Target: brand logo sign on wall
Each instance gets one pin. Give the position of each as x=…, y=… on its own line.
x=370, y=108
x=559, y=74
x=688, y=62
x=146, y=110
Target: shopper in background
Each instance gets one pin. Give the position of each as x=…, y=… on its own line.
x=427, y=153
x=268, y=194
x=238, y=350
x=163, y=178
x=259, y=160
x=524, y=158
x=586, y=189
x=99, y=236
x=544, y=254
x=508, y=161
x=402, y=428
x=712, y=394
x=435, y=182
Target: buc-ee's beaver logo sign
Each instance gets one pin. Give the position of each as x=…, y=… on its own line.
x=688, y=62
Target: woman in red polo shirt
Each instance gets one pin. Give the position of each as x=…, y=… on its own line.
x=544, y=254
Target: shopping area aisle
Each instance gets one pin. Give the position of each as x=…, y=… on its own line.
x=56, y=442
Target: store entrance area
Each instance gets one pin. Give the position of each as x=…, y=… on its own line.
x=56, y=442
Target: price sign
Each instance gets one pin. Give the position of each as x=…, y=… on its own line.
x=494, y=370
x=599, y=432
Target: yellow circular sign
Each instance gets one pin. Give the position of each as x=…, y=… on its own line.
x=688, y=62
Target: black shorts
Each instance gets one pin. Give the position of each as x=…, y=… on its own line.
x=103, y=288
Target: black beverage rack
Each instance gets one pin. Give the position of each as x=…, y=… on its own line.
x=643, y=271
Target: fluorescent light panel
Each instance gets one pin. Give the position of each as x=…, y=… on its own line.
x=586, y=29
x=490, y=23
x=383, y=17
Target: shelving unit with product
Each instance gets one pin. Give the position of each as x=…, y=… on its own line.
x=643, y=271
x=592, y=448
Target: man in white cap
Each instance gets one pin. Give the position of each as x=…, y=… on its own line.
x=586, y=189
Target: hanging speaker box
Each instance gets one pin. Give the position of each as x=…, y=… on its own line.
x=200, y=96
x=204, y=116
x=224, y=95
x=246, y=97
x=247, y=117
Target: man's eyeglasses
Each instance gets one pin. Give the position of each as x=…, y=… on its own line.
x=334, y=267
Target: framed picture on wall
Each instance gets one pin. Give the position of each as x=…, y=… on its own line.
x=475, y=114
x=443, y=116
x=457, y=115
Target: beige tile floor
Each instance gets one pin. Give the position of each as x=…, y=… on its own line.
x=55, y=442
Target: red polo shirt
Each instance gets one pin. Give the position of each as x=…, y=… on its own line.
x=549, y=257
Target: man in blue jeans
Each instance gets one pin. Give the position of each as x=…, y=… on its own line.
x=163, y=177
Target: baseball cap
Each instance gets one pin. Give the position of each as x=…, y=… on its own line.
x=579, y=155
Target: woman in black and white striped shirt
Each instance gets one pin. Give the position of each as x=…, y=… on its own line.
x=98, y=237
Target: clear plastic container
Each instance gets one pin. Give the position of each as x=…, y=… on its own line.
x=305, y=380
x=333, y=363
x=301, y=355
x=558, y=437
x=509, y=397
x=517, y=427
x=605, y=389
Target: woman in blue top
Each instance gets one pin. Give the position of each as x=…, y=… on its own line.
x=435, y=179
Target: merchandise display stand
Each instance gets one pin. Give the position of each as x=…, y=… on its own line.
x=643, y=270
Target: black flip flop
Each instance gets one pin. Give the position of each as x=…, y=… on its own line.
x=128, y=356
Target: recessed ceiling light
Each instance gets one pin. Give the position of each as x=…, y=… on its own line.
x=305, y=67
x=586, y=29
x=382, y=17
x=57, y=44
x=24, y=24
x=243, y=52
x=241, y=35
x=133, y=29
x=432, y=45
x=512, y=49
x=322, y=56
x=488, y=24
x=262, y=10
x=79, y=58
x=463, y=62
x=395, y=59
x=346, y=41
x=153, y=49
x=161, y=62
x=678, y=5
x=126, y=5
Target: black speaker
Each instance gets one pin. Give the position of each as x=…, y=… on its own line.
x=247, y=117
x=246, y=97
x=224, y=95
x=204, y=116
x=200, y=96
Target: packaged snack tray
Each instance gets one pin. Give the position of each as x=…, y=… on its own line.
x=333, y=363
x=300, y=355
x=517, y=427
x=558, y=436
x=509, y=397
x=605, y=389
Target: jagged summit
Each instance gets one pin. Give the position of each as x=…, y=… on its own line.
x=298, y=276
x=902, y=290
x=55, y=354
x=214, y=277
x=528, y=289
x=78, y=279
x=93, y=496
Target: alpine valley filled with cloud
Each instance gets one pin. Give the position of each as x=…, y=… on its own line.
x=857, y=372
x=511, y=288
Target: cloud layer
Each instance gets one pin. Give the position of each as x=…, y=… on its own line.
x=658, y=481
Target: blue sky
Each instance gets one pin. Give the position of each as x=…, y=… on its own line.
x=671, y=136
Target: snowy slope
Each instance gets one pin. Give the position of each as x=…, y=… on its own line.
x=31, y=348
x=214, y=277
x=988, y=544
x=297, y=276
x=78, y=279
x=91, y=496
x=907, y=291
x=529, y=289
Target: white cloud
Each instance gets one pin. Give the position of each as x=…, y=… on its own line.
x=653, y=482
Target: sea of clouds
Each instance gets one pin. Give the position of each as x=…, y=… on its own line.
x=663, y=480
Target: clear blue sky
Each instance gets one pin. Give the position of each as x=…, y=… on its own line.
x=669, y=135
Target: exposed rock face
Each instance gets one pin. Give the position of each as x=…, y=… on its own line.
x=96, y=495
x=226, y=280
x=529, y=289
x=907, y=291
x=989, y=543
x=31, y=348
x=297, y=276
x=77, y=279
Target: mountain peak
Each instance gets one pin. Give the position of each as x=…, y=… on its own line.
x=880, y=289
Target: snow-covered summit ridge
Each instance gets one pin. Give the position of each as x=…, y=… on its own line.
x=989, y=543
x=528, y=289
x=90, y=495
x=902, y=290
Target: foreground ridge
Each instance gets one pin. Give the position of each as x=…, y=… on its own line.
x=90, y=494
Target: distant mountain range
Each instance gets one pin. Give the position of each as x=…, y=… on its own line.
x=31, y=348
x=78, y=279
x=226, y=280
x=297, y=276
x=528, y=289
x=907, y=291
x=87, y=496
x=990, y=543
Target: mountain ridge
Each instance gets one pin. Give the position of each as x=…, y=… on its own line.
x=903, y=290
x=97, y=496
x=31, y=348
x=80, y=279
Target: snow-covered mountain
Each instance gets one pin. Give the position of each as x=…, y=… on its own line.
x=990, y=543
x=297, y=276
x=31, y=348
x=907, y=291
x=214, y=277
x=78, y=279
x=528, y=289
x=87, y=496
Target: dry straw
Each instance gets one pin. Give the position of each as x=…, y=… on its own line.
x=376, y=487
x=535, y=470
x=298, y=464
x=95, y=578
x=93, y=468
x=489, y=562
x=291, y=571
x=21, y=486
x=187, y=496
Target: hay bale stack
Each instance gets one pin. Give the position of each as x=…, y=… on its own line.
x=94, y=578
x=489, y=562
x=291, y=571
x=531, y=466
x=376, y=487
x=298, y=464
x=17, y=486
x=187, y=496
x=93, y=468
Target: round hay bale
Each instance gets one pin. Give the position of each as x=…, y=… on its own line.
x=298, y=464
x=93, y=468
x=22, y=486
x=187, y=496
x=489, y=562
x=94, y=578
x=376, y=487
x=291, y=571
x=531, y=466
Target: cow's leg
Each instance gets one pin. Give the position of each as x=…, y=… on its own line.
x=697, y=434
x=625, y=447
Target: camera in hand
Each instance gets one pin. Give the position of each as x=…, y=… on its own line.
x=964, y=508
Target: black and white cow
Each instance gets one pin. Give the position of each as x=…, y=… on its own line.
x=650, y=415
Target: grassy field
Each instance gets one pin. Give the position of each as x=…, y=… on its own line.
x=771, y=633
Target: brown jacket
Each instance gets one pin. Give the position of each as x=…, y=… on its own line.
--- --- ---
TASK STATEMENT:
Rewrite part of the material above as a numbered list with blank lines left out, beginning at the line that contains "Target: black beverage rack" and stopping after the line that contains "x=163, y=177". Include only those lines.

WORKED SOLUTION:
1. Target: black beverage rack
2. Each instance gets one pin. Give the position of each as x=…, y=… on its own line.
3. x=643, y=271
4. Target: fluorescent light panel
5. Each instance gets one pin. Give the position of each as x=…, y=… on its own line.
6. x=586, y=29
7. x=490, y=23
8. x=383, y=17
9. Target: shelving unit with product
10. Each instance gets one pin. Give the position of each as x=…, y=… on its own line.
11. x=643, y=271
12. x=592, y=448
13. Target: man in white cap
14. Each instance gets one pin. Give the position of each as x=…, y=… on its own line.
15. x=586, y=189
16. Target: hanging speaker box
17. Each instance gets one pin. Give the position of each as x=…, y=… on its own line.
18. x=200, y=96
19. x=204, y=116
20. x=224, y=95
21. x=246, y=97
22. x=247, y=117
23. Target: man's eyeglasses
24. Each instance gets one pin. Give the position of each as x=…, y=… on its own line.
25. x=334, y=267
26. Target: framed picture on wall
27. Each instance gets one pin. Give the position of each as x=…, y=… on its own line.
28. x=475, y=114
29. x=443, y=116
30. x=457, y=115
31. Target: beige tile floor
32. Each instance gets one pin. Give the position of each as x=…, y=… on its own line.
33. x=55, y=442
34. Target: red polo shirt
35. Each instance gets one pin. Give the position of each as x=…, y=… on its own line.
36. x=549, y=257
37. Target: man in blue jeans
38. Each instance gets one pin. Give the position of each as x=…, y=… on its own line.
39. x=163, y=177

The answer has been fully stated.